__RECORDS FOR THE TASK__:
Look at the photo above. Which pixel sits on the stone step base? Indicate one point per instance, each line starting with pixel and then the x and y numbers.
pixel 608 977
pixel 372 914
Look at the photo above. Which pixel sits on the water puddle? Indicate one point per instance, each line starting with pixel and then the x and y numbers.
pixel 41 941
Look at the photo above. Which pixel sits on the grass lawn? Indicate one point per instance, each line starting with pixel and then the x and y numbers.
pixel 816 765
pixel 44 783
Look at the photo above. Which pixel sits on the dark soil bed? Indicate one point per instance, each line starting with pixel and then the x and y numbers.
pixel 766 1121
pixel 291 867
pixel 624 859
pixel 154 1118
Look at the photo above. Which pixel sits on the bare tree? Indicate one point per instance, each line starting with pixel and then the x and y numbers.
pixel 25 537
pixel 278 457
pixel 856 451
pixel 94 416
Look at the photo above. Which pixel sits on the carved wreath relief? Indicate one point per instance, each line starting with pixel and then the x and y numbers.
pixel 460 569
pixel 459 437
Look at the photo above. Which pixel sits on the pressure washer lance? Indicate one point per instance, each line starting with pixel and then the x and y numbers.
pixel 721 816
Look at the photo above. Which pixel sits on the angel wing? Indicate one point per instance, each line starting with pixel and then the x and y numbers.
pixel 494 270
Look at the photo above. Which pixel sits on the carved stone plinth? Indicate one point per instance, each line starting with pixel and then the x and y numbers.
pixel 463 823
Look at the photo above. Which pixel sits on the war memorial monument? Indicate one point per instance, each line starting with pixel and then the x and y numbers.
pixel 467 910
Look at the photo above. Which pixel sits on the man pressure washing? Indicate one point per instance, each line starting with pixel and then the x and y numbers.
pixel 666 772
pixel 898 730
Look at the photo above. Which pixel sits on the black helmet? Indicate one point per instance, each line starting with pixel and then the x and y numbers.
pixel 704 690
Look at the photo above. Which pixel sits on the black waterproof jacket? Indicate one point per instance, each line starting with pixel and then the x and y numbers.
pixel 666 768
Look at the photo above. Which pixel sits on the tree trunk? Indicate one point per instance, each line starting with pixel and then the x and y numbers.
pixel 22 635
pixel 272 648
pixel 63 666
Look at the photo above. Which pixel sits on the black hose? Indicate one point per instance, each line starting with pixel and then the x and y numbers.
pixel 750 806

__SET TASK__: Copy out the listing above in full, putting "Mark" wherever "Indicate" occurs and keeping everything else the same.

__RESULT BELOW__:
Look at the photo above. Which pixel sits on the stone step base? Mark one point per instance, each line starting with pixel and then the x and y numbers.
pixel 608 977
pixel 372 914
Look at the photo above. Which pixel sits on the water puddle? Mark one point per instance, each line starting with pixel and then the x and y numbers.
pixel 41 941
Look at the photo above. Which pixel sits on the grass lawn? Mark one point per instance, each line starting with pixel and then the x and y numbers.
pixel 816 765
pixel 44 783
Look at the photo above. Which pixel sits on the dark soil bed? Mark one point per instance, each line starting with pixel and then the x and y numbers.
pixel 766 1121
pixel 291 867
pixel 624 859
pixel 154 1118
Look at the photo above. Which pixel sits on the bare tree? Mark one point per instance, each line starting with pixel and then the x and y numbers.
pixel 25 537
pixel 278 457
pixel 856 451
pixel 94 416
Look at the photo above. Which pixel sits on the carved wreath relief? Mark one point per instance, each line starting with pixel and then the x and y numbers.
pixel 460 569
pixel 459 437
Look at the photo above. Which pixel sits on the pressure washer lance? Mark one point per instance, each line starting with pixel and then the x and y numbers.
pixel 721 816
Look at the photo above. Which pixel sits on the angel wing? Mark one point per instance, each line starting with pixel and then the x and y numbers.
pixel 494 270
Look at the photo above. Which pixel sits on the carved stone plinth? Mark one point per instance, each line starting with pixel and then the x and y numbers.
pixel 463 823
Look at the photo above. Which pixel sits on the war memorial monument? Mark one point per instance, each line starting with pixel and then the x and y numbers.
pixel 467 910
Look at the photo above. Which pixel sits on the man pressure washing? Mark one point per instance, each line starting with pixel and then the x and y numbers.
pixel 666 772
pixel 898 730
Look at the photo above. Which pixel sits on the black helmet? Mark one point per instance, each line starting with pixel and then the x and y numbers.
pixel 704 690
Look at the photo above. Which pixel sits on the black waterproof jacket? Mark one point per instance, each line starting with pixel and then the x and y numbers.
pixel 666 768
Look at the photo above. Which pixel sits on the tree trunk? Mark one point per instance, each line starting with pixel and then the x and y numbers.
pixel 22 635
pixel 272 648
pixel 63 666
Look at the photo above. Which pixel sits on the black hose? Mark one point per instance, each line starting with pixel and then the x and y numbers.
pixel 750 806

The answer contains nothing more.